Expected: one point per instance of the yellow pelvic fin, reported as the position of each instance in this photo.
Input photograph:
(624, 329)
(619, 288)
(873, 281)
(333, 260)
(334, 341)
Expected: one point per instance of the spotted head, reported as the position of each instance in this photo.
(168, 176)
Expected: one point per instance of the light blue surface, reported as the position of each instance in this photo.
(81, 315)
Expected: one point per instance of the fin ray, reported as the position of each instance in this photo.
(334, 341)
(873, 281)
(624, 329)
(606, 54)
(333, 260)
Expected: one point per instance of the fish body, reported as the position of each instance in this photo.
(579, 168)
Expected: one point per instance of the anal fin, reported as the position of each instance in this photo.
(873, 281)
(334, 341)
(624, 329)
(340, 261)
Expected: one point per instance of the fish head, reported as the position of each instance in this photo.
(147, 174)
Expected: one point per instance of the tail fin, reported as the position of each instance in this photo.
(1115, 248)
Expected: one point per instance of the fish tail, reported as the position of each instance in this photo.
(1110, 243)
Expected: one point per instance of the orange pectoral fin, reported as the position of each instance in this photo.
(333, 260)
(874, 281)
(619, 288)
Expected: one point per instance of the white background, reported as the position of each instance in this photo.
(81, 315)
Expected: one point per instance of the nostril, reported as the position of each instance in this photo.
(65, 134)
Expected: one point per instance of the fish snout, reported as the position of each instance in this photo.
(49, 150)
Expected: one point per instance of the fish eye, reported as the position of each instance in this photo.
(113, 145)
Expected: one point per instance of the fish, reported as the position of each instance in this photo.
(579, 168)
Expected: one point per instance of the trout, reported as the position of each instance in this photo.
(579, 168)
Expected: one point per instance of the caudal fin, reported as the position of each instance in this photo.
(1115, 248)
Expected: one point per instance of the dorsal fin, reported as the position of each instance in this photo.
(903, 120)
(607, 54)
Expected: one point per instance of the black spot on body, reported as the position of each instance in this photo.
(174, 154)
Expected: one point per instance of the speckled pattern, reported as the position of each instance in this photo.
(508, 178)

* _Exercise description_
Nothing in the data above should change. Please copy it all.

* _Answer for the task_
Expected: one point per instance of the yellow pelvic fin, reported as the position of each instance in this photo.
Input photograph:
(624, 329)
(619, 288)
(873, 281)
(333, 260)
(334, 341)
Expected: one point per instance of the spotted head, reported as the position of each instance in this photo.
(168, 176)
Expected: one point per instance of the light blue surface, reported as the position of each instance in this photo.
(81, 315)
Expected: one point per instance of the fin ray, reported as the position of each instance in this photo.
(334, 341)
(873, 281)
(624, 329)
(606, 54)
(333, 260)
Expected: one point per instance of the fish body, reported as the position of each instance in this photo.
(579, 168)
Expected: one point per instance of the anal fin, reported as the position of each instance in this photo.
(873, 281)
(334, 341)
(624, 329)
(340, 261)
Expected: one point per instance of the fish head, reported as the position of each instance in this photo.
(147, 174)
Expected: one point per instance of the tail fin, reported as the position of each instance in this photo.
(1115, 248)
Expected: one point per instance of the fish tail, reported as the position of each instance in this photo.
(1110, 243)
Expected: one point per instance of the orange pectoral fin, reported as the position of each instance in this photo.
(333, 260)
(874, 281)
(619, 288)
Expected: one point per instance of the white background, reported as the position of each instance in this photo.
(81, 315)
Expected: one point per instance of the nostril, reported as the position of each instance in this photo.
(65, 134)
Expected: one point per instance of the fish snout, reported as the position of each instance in this photo.
(49, 150)
Expected: one point per instance of the fish eye, reported as the position of each instance in this photo.
(113, 145)
Expected: one point per instance of the fish, reported as the position of each instance in this photo.
(579, 168)
Expected: one point per instance of the trout, reported as the position of each instance in this photo.
(579, 168)
Expected: one point per instance of the caudal fin, reported as the position of each instance in this photo.
(1115, 248)
Expected: one point per instance of the dorsal fin, reported as the position of each instance in this photo.
(903, 120)
(607, 54)
Expected: one point per instance of the black spot on body, reported as the position of each instance in this photo.
(174, 154)
Expected: one point per instance of the speckled pattern, reported as the position of each instance in this photo.
(508, 178)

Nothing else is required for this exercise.